--- WORK TO BE COMPLETED ---
Pull out every row below that contains the word "each", treating case as significant.

--- DATASET RECORDS ---

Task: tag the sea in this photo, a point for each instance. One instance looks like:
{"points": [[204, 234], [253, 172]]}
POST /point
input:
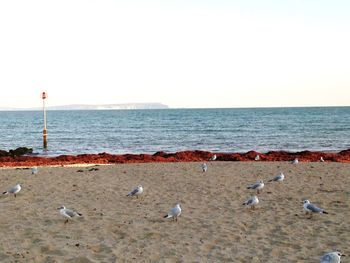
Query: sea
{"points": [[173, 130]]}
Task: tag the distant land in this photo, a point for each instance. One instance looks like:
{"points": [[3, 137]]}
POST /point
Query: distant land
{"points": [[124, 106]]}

==

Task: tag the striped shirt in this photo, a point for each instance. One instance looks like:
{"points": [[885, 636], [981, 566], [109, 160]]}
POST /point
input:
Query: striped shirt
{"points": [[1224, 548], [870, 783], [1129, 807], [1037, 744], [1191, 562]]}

--- SOLVED EXERCISE ---
Task: tag the sea in this photo, a point for each instance. One instance looks like:
Task: tag the distant land in this photo, a point for each instance. One instance looks like:
Task: tag the striped shirt in this photo, a point for each instance. One instance looks like:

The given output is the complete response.